PROBLEM DETAILS — Copy the following listing line for line, with no changes.

[Records from a point-labeling set]

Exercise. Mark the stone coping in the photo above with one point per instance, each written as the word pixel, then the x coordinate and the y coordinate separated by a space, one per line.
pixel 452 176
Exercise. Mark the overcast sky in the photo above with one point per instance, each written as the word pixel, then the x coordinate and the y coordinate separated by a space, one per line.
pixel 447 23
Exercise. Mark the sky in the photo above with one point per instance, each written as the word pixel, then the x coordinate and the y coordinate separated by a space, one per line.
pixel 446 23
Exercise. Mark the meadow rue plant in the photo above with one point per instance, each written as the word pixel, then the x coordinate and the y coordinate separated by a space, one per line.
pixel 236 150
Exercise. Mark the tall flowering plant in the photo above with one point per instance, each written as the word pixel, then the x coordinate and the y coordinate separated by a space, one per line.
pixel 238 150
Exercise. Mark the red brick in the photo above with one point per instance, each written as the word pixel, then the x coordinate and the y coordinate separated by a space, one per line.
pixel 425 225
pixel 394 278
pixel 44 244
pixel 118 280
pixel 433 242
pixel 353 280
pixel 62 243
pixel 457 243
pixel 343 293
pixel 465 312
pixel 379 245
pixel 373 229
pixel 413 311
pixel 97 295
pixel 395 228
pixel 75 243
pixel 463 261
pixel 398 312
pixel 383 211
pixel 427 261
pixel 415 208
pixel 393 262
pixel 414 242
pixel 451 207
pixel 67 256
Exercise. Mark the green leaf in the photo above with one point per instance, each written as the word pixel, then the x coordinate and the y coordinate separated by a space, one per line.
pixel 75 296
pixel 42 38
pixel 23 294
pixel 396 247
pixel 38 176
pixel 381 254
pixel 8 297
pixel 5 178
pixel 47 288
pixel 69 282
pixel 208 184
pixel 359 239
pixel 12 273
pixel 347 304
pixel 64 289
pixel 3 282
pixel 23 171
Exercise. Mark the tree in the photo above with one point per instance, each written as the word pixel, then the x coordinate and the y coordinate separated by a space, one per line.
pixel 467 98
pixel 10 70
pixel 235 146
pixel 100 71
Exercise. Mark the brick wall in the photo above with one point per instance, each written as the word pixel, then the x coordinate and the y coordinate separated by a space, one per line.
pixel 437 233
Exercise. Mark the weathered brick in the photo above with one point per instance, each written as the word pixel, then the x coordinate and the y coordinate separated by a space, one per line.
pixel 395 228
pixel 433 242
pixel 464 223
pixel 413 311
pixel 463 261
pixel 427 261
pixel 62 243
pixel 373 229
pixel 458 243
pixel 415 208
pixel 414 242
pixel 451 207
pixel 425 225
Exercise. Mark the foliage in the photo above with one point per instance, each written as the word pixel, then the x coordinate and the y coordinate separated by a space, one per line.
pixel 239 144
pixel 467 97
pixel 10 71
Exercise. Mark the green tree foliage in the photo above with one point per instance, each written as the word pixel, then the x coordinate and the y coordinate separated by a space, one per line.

ANSWER TO THIS TASK —
Exercise. Mark the stone coping in the photo above with one point per instance, each written as the word pixel, then the x coordinate and the y coordinate separated by a space, one per line.
pixel 452 176
Exercise. Mark the overcast sky in the photo above with one point per instance, each written as the word pixel, then the x coordinate and the y coordinate separated by a space, one per line.
pixel 447 23
Exercise. Mark the sky in the photo above with one point per instance, each written as the word pixel, then the x coordinate and the y coordinate separated by a space, one per line.
pixel 446 23
Exercise. Mark the meadow rue plant in the photo above with one point per instance, each written as the word pixel, then the x coordinate and the y coordinate separated by a space, one per line.
pixel 236 150
Exercise. Mark the tall flowering plant in the photo above with one point per instance, each written as the word pixel, then the x coordinate and the y coordinate separated by a space, one per line.
pixel 238 150
Exercise. Mark the red brick in the photo above with one point per instance, each written as the word pixel, then the x coordinate and the y coordinate separated by a space, one per line.
pixel 425 225
pixel 394 278
pixel 44 244
pixel 118 280
pixel 433 242
pixel 353 280
pixel 62 243
pixel 457 243
pixel 343 293
pixel 465 312
pixel 379 245
pixel 373 229
pixel 413 311
pixel 97 295
pixel 395 228
pixel 75 243
pixel 463 261
pixel 398 312
pixel 383 211
pixel 427 261
pixel 415 208
pixel 393 262
pixel 414 242
pixel 451 207
pixel 67 256
Exercise. Mark the green leaf in the photo above with one point per instance, each written as the word pixel, then the x coordinate and the y coordinate separated by a space, one per line.
pixel 75 296
pixel 42 38
pixel 23 294
pixel 396 247
pixel 38 176
pixel 381 254
pixel 8 297
pixel 5 178
pixel 47 288
pixel 69 282
pixel 208 184
pixel 359 239
pixel 12 273
pixel 347 304
pixel 64 289
pixel 3 282
pixel 23 171
Exercise. Mark the tree in the photo above with one point per instance, each written as the word pixel, then the x coordinate and the y coordinate separated by a space, one per line.
pixel 467 98
pixel 10 70
pixel 235 146
pixel 100 71
Exercise. Mark the brick wall in the photo above with one point per instance, each written as the word pixel, then the x coordinate and the y coordinate separated by a space, one per line.
pixel 437 233
Exercise. Mark the weathered brick in the photo above with one point per instance, each written as the word pixel, then the x coordinate and the y coordinate separated by a space, one per line.
pixel 395 228
pixel 433 242
pixel 464 223
pixel 413 311
pixel 463 261
pixel 427 261
pixel 62 243
pixel 373 229
pixel 458 243
pixel 415 208
pixel 414 242
pixel 451 207
pixel 425 225
Exercise. Mark the foliage in the photo above with one point per instance, each written as the word pixel, then the x coordinate and the y coordinate separated by a space, one per line.
pixel 239 144
pixel 467 97
pixel 10 71
Exercise. Mark the green tree foliage in the photo above with one point per instance, each written as the word pixel, then the x coordinate and the y coordinate separated by a space, one per line.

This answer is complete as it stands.